Agricultural contractors provide specialist services to many farmers, taking on the jobs they can do more quickly and efficiently because they have the right equipment and appropriately-trained staff. They often lead the way in terms of the latest machinery, but also need to lead on health and safety for their workforce, machinery and overall operations. Nigel Box from 4R Reassurance gives some expert guidance on what to look for when employing contractors.

 

Are the staff competent drivers?

When recruiting staff, contractors need to check driver competence – skills, knowledge, ability, attitude, training and experience. New staff may need to start with lower risk jobs until they’ve undertaken adequate training and built up experience. Checking driving licence validity routinely is good practice. A driver can supply an employer with a unique code via the government website: www.gov.uk/view-driving-licence. This can reveal any penalty points or disqualifications.

Tractor capabilities have developed significantly in the past 30 years especially in terms of speed, size and weight and with the permitted tractor and trailer combination weight at 31 tonnes, driver competence must be considered by the contractor when allocating jobs. Equipment safety is also vital, with maintenance and checks carried out on all safety features before use. This in an area many contractors pride themselves on so those who do it well will probably welcome being questioned on it. Drivers have a duty of care to report any defects to safety features so daily checks must be made before using their respective equipment. This includes walking around the equipment to check tyre condition and pressure, hydraulic hoses, linkage, mirrors, lights and guarding. When starting the equipment, brakes need to be checked and mirrors set in the correct positions before moving off. Defects should be reported and repaired immediately.

Excerpted records.
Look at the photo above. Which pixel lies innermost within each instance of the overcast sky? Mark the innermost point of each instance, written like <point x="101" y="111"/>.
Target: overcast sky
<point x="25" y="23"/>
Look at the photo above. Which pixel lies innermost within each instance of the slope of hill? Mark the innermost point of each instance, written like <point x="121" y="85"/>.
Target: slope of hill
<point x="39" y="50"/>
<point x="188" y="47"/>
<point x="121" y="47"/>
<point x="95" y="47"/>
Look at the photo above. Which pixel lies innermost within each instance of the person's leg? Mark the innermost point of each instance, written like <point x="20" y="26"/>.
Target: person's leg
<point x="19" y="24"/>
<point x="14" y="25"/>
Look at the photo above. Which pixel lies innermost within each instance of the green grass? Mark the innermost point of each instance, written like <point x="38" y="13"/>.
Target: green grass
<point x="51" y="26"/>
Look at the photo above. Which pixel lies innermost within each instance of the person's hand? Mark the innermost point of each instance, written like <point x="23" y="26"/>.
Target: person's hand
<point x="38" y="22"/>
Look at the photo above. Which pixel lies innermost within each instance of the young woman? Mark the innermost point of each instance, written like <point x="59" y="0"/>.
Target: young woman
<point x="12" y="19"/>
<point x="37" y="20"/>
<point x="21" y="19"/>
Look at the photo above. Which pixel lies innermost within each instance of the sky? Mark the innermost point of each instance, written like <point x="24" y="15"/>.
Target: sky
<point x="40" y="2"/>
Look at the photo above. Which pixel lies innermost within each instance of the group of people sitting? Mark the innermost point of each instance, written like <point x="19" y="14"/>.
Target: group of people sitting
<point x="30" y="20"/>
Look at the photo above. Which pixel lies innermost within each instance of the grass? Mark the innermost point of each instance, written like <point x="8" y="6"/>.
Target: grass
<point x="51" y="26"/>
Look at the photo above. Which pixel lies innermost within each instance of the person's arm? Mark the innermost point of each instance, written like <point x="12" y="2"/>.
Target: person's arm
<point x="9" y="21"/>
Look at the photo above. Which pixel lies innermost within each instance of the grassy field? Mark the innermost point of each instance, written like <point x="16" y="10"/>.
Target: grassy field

Required actions.
a) Put the rows into a numbered list, starting with the row that contains "of the group" and going on through the last row, and leave out blank lines.
b) Write what comes next in the piece on hiring agricultural contractors, picking up after its final sentence.

Answers to the exercise.
a)
1. Look at the photo above. Which pixel lies innermost within each instance of the group of people sitting? Mark the innermost point of each instance, written like <point x="19" y="14"/>.
2. Target: group of people sitting
3. <point x="30" y="20"/>
4. Look at the photo above. Which pixel lies innermost within each instance of the grass? Mark the innermost point of each instance, written like <point x="8" y="6"/>.
5. Target: grass
6. <point x="51" y="26"/>
7. Look at the photo above. Which pixel lies innermost within each instance of the person's arm? Mark the innermost point of each instance, written like <point x="12" y="2"/>.
8. Target: person's arm
9. <point x="9" y="21"/>
10. Look at the photo above. Which pixel lies innermost within each instance of the grassy field? Mark the innermost point of each instance, written like <point x="16" y="10"/>.
11. Target: grassy field

b)
Mobile phones are an essential form of communication nowadays, particularly for lone workers and in emergency situations. But too many tractor drivers are seen using their phone while driving on the roads. This is both illegal and gives farming a bad image. Contractors should have a mobile phone policy in place giving clear instructions on the use of phones, instructing drivers to pull over into a safe location to make a call. Hands-free equipment is available, although it’s worth bearing in mind it still reduces driver concentration if used when driving.

 

Have the risks at every location been assessed?

Contractors may be working at hundreds of different farms each year including new locations staff haven’t previously visited so assessing risks on a site-by-site basis is extremely important. When employing a new contractor, expect the company to undertake a dynamic risk assessment before starting work. Factors to be considered include slopes, ridges and uneven ground, overhead power lines, hidden features such as concrete well-covers or manholes and weather conditions. Each person involved in the contract work on your farm has a responsibility under health and safety law to ensure operations are carried out safely. The driver, contractor and farmer should all be involved when assessing risks. It is good practice for a contractor to provide customers with copies of their insurance certificate, risk assessments applicable to the job in hand and relevant training certificates to demonstrate competence. Good operators will share these before being asked.

 

Are there adequate maintenance facilities?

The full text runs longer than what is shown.